WHAT TO WORK ON:
Update the entries from the start of the excerpt through the line containing "284;0;592;78", inclusive, by replacing "Inline example documentation" with "Embedded usage notes" and keeping everything else the same. Output only those lines, without the pictures.

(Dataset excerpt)
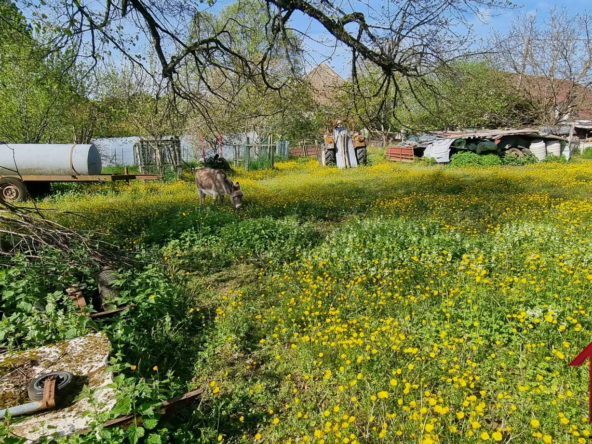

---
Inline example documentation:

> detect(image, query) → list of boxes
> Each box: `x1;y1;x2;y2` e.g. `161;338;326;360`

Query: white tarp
0;333;116;442
423;139;454;163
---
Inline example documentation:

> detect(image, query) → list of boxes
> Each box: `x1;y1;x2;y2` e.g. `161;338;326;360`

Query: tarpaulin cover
423;139;454;163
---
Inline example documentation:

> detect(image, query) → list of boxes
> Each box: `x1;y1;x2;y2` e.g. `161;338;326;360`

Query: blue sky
284;0;592;78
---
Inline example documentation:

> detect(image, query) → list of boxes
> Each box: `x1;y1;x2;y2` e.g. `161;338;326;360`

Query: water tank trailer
0;142;160;202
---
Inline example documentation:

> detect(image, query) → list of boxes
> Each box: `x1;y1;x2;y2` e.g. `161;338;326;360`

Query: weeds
0;156;592;444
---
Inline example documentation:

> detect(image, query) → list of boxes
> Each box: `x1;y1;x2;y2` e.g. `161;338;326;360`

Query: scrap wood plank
86;389;204;434
386;146;413;162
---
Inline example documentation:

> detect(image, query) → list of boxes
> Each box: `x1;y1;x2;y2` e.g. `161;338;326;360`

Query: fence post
243;137;251;171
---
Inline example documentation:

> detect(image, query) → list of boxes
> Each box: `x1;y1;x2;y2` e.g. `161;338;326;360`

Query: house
305;63;345;106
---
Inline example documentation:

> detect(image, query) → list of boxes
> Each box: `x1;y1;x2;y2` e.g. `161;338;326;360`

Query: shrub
542;153;567;163
450;151;502;167
502;153;538;165
422;157;437;166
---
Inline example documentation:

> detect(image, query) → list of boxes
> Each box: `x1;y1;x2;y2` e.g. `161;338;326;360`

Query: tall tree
18;0;509;128
491;8;592;125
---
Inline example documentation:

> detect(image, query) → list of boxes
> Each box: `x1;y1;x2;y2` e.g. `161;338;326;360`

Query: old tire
0;177;29;202
27;372;74;401
522;148;534;156
356;147;368;165
27;182;51;198
507;148;524;158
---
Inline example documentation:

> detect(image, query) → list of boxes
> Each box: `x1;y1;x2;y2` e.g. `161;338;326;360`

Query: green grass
0;158;592;444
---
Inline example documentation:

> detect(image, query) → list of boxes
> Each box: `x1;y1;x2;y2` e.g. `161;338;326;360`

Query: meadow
0;154;592;444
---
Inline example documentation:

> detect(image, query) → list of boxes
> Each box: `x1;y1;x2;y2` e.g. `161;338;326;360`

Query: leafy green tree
0;0;76;143
341;61;523;136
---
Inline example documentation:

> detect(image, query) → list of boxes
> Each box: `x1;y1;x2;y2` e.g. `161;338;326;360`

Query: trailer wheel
0;177;29;202
27;372;74;401
27;182;51;198
507;148;524;158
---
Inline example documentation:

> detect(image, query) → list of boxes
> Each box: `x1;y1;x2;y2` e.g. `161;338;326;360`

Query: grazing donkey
195;168;243;209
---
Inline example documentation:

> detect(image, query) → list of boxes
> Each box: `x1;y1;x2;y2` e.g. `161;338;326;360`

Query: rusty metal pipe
0;401;47;418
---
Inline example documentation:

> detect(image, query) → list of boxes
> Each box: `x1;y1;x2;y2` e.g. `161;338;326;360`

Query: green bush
450;151;502;167
543;153;567;163
422;157;438;166
502;153;538;165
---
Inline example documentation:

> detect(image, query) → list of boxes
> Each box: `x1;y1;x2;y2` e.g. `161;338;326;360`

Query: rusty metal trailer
0;174;160;202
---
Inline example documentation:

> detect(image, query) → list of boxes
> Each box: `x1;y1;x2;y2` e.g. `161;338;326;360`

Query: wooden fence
386;146;413;162
290;145;323;157
232;138;289;171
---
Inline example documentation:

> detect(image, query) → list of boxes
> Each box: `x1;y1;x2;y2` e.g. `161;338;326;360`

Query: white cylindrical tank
547;140;561;157
0;143;101;176
529;140;547;160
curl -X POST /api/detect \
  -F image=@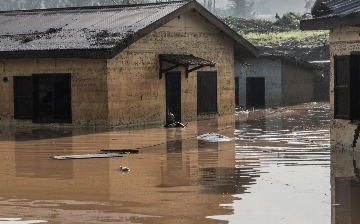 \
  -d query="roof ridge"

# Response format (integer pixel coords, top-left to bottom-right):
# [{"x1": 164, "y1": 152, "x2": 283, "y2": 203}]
[{"x1": 0, "y1": 0, "x2": 194, "y2": 14}]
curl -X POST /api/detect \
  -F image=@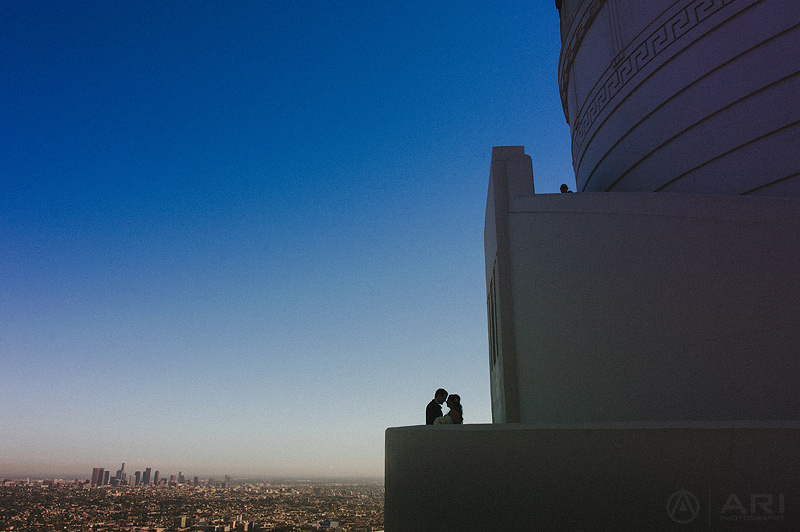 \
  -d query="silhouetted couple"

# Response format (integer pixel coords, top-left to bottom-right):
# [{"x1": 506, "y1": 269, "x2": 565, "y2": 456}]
[{"x1": 425, "y1": 388, "x2": 464, "y2": 425}]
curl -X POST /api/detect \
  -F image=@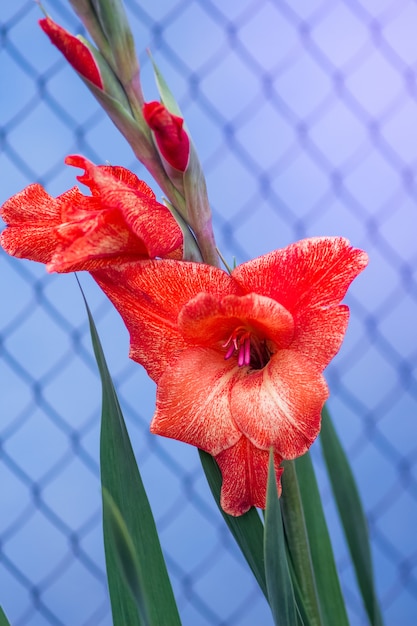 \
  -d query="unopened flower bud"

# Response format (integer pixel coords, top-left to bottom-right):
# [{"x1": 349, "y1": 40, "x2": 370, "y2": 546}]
[
  {"x1": 143, "y1": 102, "x2": 190, "y2": 172},
  {"x1": 39, "y1": 17, "x2": 104, "y2": 89}
]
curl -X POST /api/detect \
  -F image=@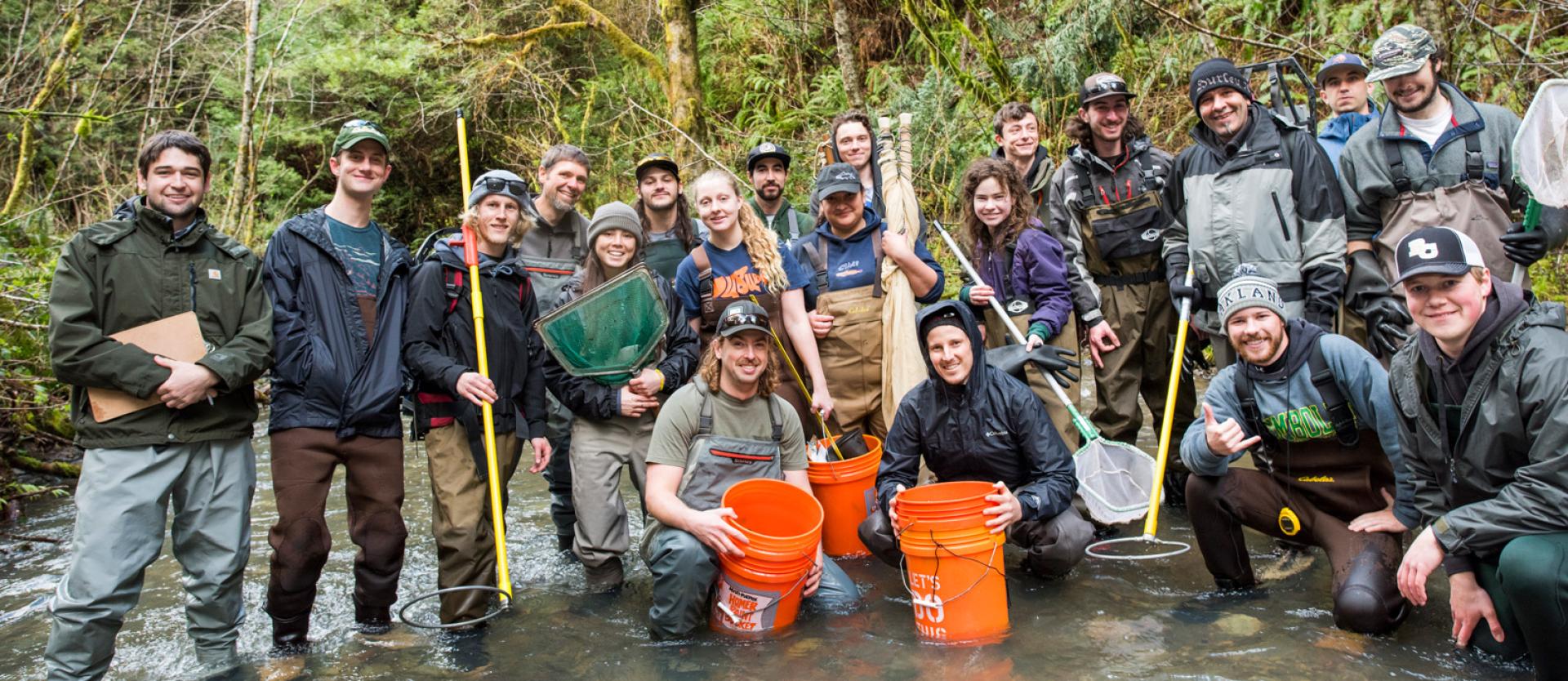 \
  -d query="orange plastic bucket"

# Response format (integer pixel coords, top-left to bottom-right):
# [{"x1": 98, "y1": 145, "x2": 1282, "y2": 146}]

EXERCISE SOLUTION:
---
Embedded usage notes:

> detect(image, query) → list of boxes
> Each box: `x1;y1;x2;y2` e.g. `161;338;326;360`

Query: white tarp
0;333;116;442
423;139;454;163
---
Embedded usage notes:

> detect(image, query) → list of boxes
> Each box: `x1;y1;x2;y2` e.g. `161;338;326;360`

Query: tarpaulin cover
423;139;454;163
---
Embedded usage notes:

> detect(image, query) → list of boxes
> Each box: `x1;y1;x2;y2` e.g. `161;338;326;360`

Query: blue sky
284;0;592;78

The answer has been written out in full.